Tarefa obrigatória
As afirmações seguintes estão de acordo com o texto extraído? Para cada uma, responda sim ou não e transcreva literalmente as palavras do texto que decidem a resposta.
1. A música que acompanha o momento descrito é o "Bolero de Ravel".
2. A frase sobre nunca quebrar o silêncio é atribuída a Mozart.
3. No momento descrito existem passado e futuro.

Texto extraído

Mergulhei nas águas da memória. Senti-me
envolvida por uma música angelical. Ecoavam os risos, a alegria. A felicidade
de quem se sabe muito amado. Que belas águas tépidas onde posso mergulhar,
sentir as ondas da vida, o sol a acariciar-me, os pássaros a esvoaçar, o céu
azul, o infinito, a doçura de quem nada por entre tanta beleza da natureza e da
vida ao som dos acordes da música “Bolero de Ravel” que enleva os meus
sentidos. Oh doces momentos de felicidade não me abandoneis! Sois tão doces
como o mel. Quero perpetuar o lazer de um dia de verão admirável deixando de
lado o cansaço da vida por uns momentos. Uma leve brisa que transporta um
cheiro intenso a mar, o barulho das ondas a rebentar, o horizonte muito azul
onde o mar se une ao céu, tudo contribui para que esta pausa na vida alcance a
plenitude, uma pequena antecipação do paraíso. Não há passado, não há futuro,
apenas o momento presente, a natureza, eu e Deus. A música de Maurice Ravel
continua a acompanhar-me. Mas a força da música parece querer transmitir uma
mensagem. Tantas preocupações, tanta agitação na vida, esquecendo que somos
seres finitos. Um dia, assim como a música terminou, também nós partiremos.
Medito. O que fiz da minha vida? Mas a tranquilidade e serenidade deste momento
não querem de todo ser interrompidas.”Nunca quebres o silêncio se não é para
ser melhorado” escreveu Beethoven.
Ouço agora a Sonata Moonlight deste famoso
compositor alemão.

Secção de dados
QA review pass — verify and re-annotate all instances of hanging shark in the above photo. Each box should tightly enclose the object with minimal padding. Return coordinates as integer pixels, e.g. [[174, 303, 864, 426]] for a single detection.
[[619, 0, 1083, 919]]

Resposta escrita
1. Sim: «ao som dos acordes da música “Bolero de Ravel”».
2. Não: «escreveu Beethoven».
3. Não: «Não há passado, não há futuro, apenas o momento presente».